§ **Exercise passage**:
French art critic and mystic (1872–1962)

Pascal Forthuny (24 March 1872 - 29 April 1962) was a French art critic, clairvoyant medium and novelist.

==Biography==

Forthuny was born as Georges Léopold Cochet in Paris in 1872. He developed his alleged paranormal abilities of automatic writing, clairvoyance and psychometry in the 1920s after his son died in a plane crash. He was tested by psychical researchers such as Eugéne Osty and Charles Richet who were convinced he had genuine paranormal powers.

Other researchers were more skeptical. Samuel Soal wrote that Forthuny's work was "not always above suspicion." During an anonymous sitting in 1929, Forthuny had pretended to obtain his name by automatic writing but it was discovered that he previously attended lunch with psychical researchers Eleanor Sidgwick and V. J. Woolley who told him the afternoon sitter was Soal.

In 1930, an article in the French magazine Psychica accused Forthuny of fraud. During one of his alleged clairvoyant demonstrations he was said to have obtained signals from an accomplice who gave him information about his target.

§ **Task list**:
#1 Answer these questions using the passage on Pascal Forthuny.
(a) What was Forthuny's birth name?
(b) After what event did he develop his alleged paranormal abilities?
(c) Which French magazine accused him of fraud in 1930?
#2 Decide whether each statement agrees with the passage on Pascal Forthuny. Answer yes or no, and quote the words that settle it.
(a) Eugéne Osty and Charles Richet believed Forthuny's powers were real.
(b) Samuel Soal described Forthuny's work as always above suspicion.
(c) Eleanor Sidgwick and V. J. Woolley told Forthuny who his afternoon sitter would be.
#3 Reproduce the part of the passage on Pascal Forthuny word for word, starting at "French art critic and" and ending at "sitter was Soal.".
The rows come from a separate source and are unrelated to the passage on Pascal Forthuny.

§ **Recorded information**:
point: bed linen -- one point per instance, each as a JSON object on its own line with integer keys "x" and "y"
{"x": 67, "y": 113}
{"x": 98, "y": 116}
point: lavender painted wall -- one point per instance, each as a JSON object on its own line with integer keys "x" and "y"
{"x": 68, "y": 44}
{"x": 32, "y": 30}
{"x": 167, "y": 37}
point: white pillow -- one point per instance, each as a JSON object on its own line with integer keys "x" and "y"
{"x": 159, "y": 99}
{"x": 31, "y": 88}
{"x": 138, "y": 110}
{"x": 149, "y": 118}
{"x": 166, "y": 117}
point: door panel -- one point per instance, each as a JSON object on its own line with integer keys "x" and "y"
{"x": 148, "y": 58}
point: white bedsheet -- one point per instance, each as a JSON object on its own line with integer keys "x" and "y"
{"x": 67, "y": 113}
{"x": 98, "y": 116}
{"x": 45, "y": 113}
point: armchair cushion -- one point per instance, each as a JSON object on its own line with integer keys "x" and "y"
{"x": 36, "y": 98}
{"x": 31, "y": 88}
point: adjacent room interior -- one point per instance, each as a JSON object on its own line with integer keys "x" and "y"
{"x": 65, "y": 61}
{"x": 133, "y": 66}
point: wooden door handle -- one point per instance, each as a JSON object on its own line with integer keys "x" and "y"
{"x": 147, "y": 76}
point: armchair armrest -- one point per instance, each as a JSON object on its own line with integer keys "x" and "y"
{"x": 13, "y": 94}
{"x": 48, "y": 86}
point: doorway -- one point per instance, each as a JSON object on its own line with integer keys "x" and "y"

...

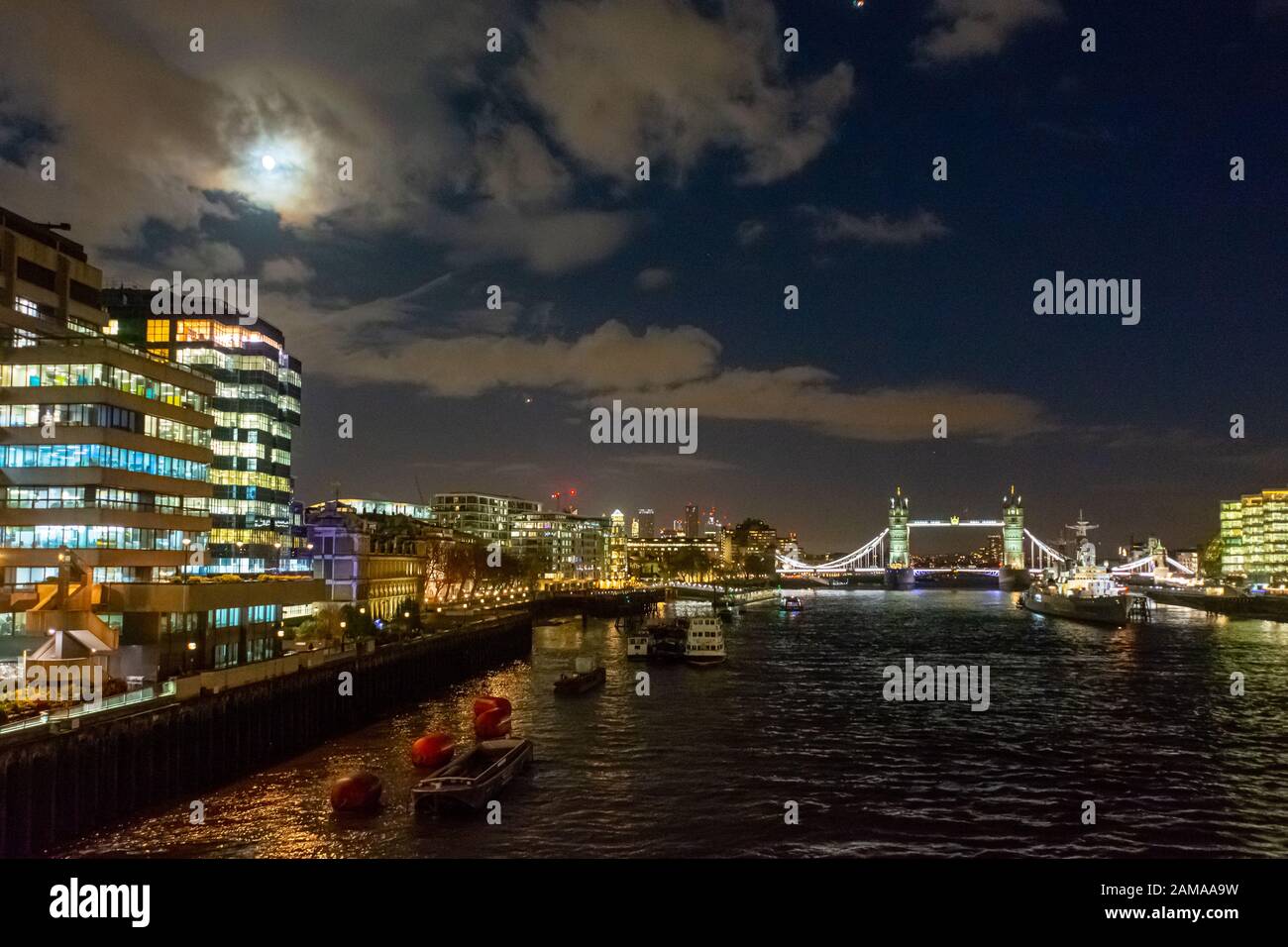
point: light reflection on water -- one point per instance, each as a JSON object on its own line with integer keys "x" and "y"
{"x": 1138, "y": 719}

§ **Numbered answers**:
#1
(a) Georges Léopold Cochet
(b) His son died in a plane crash.
(c) Psychica

#2
(a) Yes: "who were convinced he had genuine paranormal powers"
(b) No: "not always above suspicion."
(c) Yes: "who told him the afternoon sitter was Soal"

#3
French art critic and mystic (1872–1962)

Pascal Forthuny (24 March 1872 - 29 April 1962) was a French art critic, clairvoyant medium and novelist.

==Biography==

Forthuny was born as Georges Léopold Cochet in Paris in 1872. He developed his alleged paranormal abilities of automatic writing, clairvoyance and psychometry in the 1920s after his son died in a plane crash. He was tested by psychical researchers such as Eugéne Osty and Charles Richet who were convinced he had genuine paranormal powers.

Other researchers were more skeptical. Samuel Soal wrote that Forthuny's work was "not always above suspicion." During an anonymous sitting in 1929, Forthuny had pretended to obtain his name by automatic writing but it was discovered that he previously attended lunch with psychical researchers Eleanor Sidgwick and V. J. Woolley who told him the afternoon sitter was Soal.